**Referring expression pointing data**
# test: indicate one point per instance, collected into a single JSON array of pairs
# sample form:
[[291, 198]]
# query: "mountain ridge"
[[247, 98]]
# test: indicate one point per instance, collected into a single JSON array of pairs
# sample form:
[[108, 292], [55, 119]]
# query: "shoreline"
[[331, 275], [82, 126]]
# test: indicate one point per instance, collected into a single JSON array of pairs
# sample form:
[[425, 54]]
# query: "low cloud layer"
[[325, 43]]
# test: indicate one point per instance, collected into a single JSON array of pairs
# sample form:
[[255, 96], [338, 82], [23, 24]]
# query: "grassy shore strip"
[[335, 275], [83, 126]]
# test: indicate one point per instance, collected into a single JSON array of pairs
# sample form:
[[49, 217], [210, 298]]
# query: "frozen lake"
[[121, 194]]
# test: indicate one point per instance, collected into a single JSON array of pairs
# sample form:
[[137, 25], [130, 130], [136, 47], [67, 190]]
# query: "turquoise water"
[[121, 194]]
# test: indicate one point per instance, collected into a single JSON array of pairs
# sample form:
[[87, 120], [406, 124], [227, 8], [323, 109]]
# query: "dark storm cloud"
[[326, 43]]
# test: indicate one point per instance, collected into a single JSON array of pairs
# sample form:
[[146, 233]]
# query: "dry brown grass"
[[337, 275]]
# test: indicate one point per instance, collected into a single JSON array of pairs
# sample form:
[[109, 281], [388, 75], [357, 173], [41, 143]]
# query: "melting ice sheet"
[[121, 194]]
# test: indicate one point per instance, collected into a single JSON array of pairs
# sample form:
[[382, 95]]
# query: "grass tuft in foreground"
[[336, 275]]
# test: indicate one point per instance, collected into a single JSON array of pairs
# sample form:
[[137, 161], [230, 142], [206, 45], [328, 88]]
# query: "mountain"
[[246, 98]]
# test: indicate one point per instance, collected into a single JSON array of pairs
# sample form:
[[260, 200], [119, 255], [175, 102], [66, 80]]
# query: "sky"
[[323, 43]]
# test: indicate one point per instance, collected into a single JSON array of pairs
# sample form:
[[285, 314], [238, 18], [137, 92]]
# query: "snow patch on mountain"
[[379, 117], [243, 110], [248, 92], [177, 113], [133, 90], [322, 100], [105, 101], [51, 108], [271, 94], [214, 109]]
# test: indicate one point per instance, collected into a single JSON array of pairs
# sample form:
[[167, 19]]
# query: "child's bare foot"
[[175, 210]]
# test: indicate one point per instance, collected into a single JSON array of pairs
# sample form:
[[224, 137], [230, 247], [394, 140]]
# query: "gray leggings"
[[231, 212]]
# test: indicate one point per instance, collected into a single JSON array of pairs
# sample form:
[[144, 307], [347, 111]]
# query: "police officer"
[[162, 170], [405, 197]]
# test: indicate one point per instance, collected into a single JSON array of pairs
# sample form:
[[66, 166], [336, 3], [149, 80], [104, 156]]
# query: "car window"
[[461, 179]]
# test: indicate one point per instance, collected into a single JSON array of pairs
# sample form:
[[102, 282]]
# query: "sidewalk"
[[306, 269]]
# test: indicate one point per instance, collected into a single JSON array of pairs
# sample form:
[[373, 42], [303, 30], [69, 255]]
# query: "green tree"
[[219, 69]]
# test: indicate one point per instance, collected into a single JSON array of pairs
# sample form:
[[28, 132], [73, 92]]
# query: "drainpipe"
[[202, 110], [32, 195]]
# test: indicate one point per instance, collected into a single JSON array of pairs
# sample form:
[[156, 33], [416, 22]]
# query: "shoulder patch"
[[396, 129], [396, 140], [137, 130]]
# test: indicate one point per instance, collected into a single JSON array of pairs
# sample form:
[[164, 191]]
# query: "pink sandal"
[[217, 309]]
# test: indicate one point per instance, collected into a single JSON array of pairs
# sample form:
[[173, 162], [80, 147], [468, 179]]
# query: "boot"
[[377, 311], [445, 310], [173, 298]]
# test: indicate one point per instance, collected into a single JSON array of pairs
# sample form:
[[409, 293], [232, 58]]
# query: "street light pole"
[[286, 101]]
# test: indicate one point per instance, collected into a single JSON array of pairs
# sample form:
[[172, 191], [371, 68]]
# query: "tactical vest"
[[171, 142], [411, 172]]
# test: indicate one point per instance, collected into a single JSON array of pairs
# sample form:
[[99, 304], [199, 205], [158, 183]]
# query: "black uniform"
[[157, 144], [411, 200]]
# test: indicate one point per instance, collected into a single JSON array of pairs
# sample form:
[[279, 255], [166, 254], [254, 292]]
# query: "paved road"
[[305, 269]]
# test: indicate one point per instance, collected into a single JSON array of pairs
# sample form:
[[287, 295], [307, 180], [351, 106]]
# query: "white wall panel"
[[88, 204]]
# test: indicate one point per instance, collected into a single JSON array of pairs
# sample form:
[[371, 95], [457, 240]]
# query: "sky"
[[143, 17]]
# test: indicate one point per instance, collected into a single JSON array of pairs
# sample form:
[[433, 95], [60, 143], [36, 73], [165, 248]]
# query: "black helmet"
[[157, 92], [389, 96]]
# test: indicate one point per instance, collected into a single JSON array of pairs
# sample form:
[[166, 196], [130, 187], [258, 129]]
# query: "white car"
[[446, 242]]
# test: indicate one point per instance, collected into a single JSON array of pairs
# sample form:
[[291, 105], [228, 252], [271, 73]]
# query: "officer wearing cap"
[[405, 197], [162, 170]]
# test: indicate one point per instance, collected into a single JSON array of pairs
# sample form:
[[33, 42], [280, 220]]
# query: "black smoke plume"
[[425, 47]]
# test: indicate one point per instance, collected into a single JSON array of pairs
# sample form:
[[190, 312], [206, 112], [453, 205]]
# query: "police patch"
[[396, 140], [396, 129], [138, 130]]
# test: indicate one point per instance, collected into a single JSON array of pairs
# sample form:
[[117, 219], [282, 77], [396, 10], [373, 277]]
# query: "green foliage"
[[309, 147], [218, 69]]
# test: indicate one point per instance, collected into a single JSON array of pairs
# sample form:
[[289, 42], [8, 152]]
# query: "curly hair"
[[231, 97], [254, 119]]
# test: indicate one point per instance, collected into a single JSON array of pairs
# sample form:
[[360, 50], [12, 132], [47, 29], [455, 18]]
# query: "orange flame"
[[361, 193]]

**Exercise objective**
Go through the data and return every record exactly.

**Finished task**
# test: indicate one point per instance, collected into a single JSON array of pairs
# sample form:
[[291, 198]]
# query: "mountain ridge"
[[247, 98]]
# test: indicate one point per instance, collected into a single JSON array of pairs
# sample form:
[[108, 292], [55, 119]]
# query: "shoreline"
[[331, 275], [82, 126]]
# test: indicate one point per instance, collected into a single JSON array of pairs
# sample form:
[[425, 54]]
# query: "low cloud layer"
[[325, 43]]
# test: indicate one point per instance, collected into a single JSON array of pairs
# sample form:
[[255, 96], [338, 82], [23, 24]]
# query: "grassy shore strip"
[[335, 275], [83, 126]]
# test: indicate one point per instance, collected into a single JSON array of pairs
# sample form:
[[49, 217], [210, 298]]
# query: "frozen lake"
[[121, 194]]
# test: indicate one point per instance, collected into a single JSON array of pairs
# sample form:
[[137, 25], [130, 130], [136, 47], [67, 190]]
# query: "turquoise water"
[[121, 194]]
# test: indicate one point per instance, collected into a single JSON array of pairs
# sample form:
[[87, 120], [406, 124], [227, 8], [323, 109]]
# query: "dark storm cloud"
[[326, 43]]
# test: indicate one point per instance, collected into a single JSON array of pairs
# sample form:
[[146, 233]]
# query: "dry brown grass"
[[337, 275]]
# test: indicate one point per instance, collected into a single JSON array of pairs
# sample form:
[[109, 281], [388, 75], [357, 173], [41, 143]]
# query: "melting ice sheet"
[[121, 194]]
# test: indicate one point per instance, collected into a single JSON array of pairs
# sample form:
[[382, 95]]
# query: "grass tuft in foreground"
[[336, 275]]
# test: indicate one point per instance, collected into a single JSON array of pairs
# sample form:
[[137, 161], [230, 142], [206, 45], [328, 88]]
# query: "mountain"
[[246, 98]]
# test: indicate one point per instance, collected into a single JSON array of pairs
# sample form:
[[260, 200], [119, 255], [175, 102], [66, 80]]
# query: "sky"
[[323, 43]]
# test: indicate one point per instance, collected into a single JSON array of pairs
# sample form:
[[285, 314], [238, 18], [137, 92]]
# query: "snow patch on mountain"
[[379, 117], [243, 110], [248, 92], [177, 113], [133, 90], [322, 100], [105, 101], [51, 108], [271, 94], [214, 109]]
# test: indicate one point per instance, collected into a single JSON array of pairs
# sample form:
[[167, 19]]
# query: "child's bare foot"
[[175, 210]]
# test: indicate one point per instance, collected into a single JSON array of pairs
# sample form:
[[224, 137], [230, 247], [394, 140]]
# query: "gray leggings"
[[231, 212]]
# test: indicate one point per instance, collected into a single JSON array of pairs
# sample form:
[[144, 307], [347, 111]]
# query: "police officer"
[[162, 170], [405, 197]]
# test: indicate one point per instance, collected into a single JSON array of pairs
# sample form:
[[66, 166], [336, 3], [149, 80], [104, 156]]
# query: "car window"
[[461, 179]]
# test: indicate one point per instance, collected into a single JSON array of pairs
# sample form:
[[102, 282]]
# query: "sidewalk"
[[306, 269]]
# test: indicate one point per instance, collected into a single JSON array of pairs
# sample form:
[[373, 42], [303, 30], [69, 255]]
# query: "green tree"
[[219, 69]]
# test: indicate one point per instance, collected into a single JSON array of pairs
# sample form:
[[28, 132], [73, 92]]
# query: "drainpipe"
[[202, 110], [32, 195]]
# test: indicate one point per instance, collected into a single JSON array of pairs
# sample form:
[[156, 33], [416, 22]]
# query: "shoulder patch"
[[396, 129], [396, 140], [137, 130]]
# test: indicate one point per instance, collected into a single JSON array of pairs
# sample form:
[[164, 191]]
# query: "pink sandal"
[[217, 309]]
# test: indicate one point per instance, collected into a single JSON array of pairs
# sample form:
[[173, 162], [80, 147], [468, 179]]
# query: "boot"
[[377, 311], [445, 310], [173, 298]]
# test: indicate one point per instance, collected into a single JSON array of pairs
# sample form:
[[409, 293], [232, 58]]
# query: "street light pole"
[[286, 101]]
# test: indicate one point per instance, collected into a single JSON array of pairs
# sample form:
[[172, 191], [371, 68]]
# query: "tactical vest"
[[171, 142], [411, 172]]
# test: indicate one point per instance, collected into a single JSON array of pairs
# sample form:
[[99, 304], [199, 205], [158, 183]]
# query: "black uniform"
[[157, 144], [411, 200]]
# test: indicate one point per instance, collected into a single JSON array of pairs
# sample form:
[[279, 255], [166, 254], [254, 292]]
# query: "paved road"
[[305, 269]]
# test: indicate one point per instance, collected into a single JSON array of pairs
# sample form:
[[287, 295], [307, 180], [351, 106]]
# query: "white wall panel"
[[88, 204]]
# test: indicate one point per instance, collected into a single JSON array of pairs
# sample form:
[[371, 95], [457, 240]]
# query: "sky"
[[143, 17]]
# test: indicate one point per instance, collected into a single JSON array of pairs
# sample form:
[[433, 95], [60, 143], [36, 73], [165, 248]]
# query: "black helmet"
[[157, 92], [389, 96]]
# test: indicate one point per instance, collected into a single JSON array of pairs
# sample form:
[[166, 196], [130, 187], [258, 129]]
# query: "white car"
[[446, 242]]
# test: indicate one point per instance, collected into a single JSON array of pairs
# sample form:
[[291, 105], [228, 252], [271, 73]]
# query: "officer wearing cap"
[[405, 197], [162, 170]]
# test: indicate one point per instance, collected into a single JSON array of pairs
# sample form:
[[33, 42], [280, 220]]
# query: "black smoke plume"
[[425, 47]]
# test: indicate one point per instance, collected into a single JSON array of pairs
# sample form:
[[190, 312], [206, 112], [453, 205]]
# query: "police patch"
[[396, 140], [396, 129], [138, 130]]
# test: indicate one point per instance, collected into a single JSON array of pairs
# sample form:
[[117, 219], [282, 77], [396, 10], [373, 277]]
# query: "green foliage"
[[309, 147], [218, 69]]
# test: indicate one point per instance, collected into a single JSON array of pairs
# sample form:
[[289, 42], [8, 152]]
# query: "curly hair"
[[231, 97], [254, 119]]
# test: indicate one point per instance, collected into a single JSON array of pairs
# sample form:
[[360, 50], [12, 132], [47, 29], [455, 18]]
# query: "orange flame"
[[361, 193]]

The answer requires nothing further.